Outline data
□ □ □ □

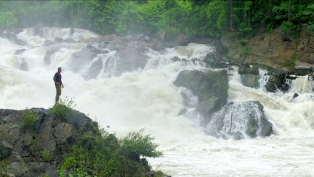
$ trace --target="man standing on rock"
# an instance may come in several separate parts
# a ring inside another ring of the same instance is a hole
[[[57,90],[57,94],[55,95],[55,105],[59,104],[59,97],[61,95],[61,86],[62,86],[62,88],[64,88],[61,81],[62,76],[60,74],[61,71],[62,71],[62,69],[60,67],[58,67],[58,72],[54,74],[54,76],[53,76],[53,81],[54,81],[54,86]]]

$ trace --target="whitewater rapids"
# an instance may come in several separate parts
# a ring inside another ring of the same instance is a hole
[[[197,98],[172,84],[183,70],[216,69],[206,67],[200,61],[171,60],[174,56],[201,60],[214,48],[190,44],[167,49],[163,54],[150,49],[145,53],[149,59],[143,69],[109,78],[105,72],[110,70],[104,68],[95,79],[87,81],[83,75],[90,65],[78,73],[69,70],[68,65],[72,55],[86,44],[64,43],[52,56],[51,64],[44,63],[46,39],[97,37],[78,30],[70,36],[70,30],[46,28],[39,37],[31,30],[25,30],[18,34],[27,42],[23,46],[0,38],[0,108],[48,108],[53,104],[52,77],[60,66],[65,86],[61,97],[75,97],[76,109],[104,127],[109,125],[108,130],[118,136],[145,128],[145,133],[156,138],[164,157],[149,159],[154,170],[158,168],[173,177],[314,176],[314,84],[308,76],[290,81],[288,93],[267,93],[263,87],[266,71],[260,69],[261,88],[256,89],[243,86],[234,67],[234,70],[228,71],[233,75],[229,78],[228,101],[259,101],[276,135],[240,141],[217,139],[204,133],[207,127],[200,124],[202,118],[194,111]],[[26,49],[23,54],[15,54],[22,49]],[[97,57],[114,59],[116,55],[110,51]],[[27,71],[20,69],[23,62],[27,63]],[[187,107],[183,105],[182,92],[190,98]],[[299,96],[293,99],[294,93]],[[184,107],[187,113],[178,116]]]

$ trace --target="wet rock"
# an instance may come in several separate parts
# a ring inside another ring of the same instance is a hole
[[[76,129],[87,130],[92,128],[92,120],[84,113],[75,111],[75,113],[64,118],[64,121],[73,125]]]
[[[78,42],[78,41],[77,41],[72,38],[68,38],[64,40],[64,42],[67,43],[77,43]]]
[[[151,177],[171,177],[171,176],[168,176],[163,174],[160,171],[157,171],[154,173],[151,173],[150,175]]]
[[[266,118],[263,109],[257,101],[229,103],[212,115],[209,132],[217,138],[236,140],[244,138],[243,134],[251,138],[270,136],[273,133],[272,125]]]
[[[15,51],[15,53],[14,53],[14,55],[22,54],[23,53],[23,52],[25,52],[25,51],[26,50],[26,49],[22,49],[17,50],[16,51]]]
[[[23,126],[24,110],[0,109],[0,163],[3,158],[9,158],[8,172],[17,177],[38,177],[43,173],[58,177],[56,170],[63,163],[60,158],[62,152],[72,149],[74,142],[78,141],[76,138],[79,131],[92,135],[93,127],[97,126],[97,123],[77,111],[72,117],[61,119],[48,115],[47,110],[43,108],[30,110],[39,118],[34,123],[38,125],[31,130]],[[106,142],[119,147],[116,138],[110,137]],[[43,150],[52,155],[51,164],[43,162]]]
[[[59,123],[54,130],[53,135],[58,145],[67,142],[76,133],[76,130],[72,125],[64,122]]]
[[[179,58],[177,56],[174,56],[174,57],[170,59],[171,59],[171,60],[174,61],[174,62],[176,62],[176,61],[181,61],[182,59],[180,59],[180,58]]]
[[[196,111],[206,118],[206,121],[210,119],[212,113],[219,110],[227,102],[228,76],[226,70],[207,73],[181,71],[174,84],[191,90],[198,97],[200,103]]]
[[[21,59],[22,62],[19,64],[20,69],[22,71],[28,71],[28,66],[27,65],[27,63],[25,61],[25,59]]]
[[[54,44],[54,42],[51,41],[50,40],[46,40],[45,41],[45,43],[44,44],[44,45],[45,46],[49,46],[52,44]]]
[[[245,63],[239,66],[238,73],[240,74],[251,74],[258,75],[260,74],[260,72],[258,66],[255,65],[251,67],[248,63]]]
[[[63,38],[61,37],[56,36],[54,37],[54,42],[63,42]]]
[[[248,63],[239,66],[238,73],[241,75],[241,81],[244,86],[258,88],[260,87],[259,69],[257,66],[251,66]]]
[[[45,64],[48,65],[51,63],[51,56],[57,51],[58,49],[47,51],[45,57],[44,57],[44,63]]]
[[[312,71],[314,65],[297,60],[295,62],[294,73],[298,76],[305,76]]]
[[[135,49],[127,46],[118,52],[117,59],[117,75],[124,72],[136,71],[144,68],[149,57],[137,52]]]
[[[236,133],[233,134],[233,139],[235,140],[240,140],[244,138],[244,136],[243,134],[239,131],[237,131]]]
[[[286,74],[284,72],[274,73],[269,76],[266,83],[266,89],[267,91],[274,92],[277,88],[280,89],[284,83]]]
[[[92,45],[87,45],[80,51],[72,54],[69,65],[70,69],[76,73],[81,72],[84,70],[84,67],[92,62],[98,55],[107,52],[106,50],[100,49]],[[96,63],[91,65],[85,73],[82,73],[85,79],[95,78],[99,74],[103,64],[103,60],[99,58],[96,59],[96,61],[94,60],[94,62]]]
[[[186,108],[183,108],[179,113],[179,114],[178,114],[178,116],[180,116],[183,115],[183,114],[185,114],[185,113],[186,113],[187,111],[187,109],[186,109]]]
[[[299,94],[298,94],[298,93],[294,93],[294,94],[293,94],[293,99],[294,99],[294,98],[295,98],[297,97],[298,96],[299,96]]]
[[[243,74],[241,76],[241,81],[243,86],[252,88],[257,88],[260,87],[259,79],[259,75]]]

□ □ □ □

- Set task: List every line in the data that contains the string "rock".

- Result of this task:
$ trace --target="man standing on rock"
$ trace --target="wet rock"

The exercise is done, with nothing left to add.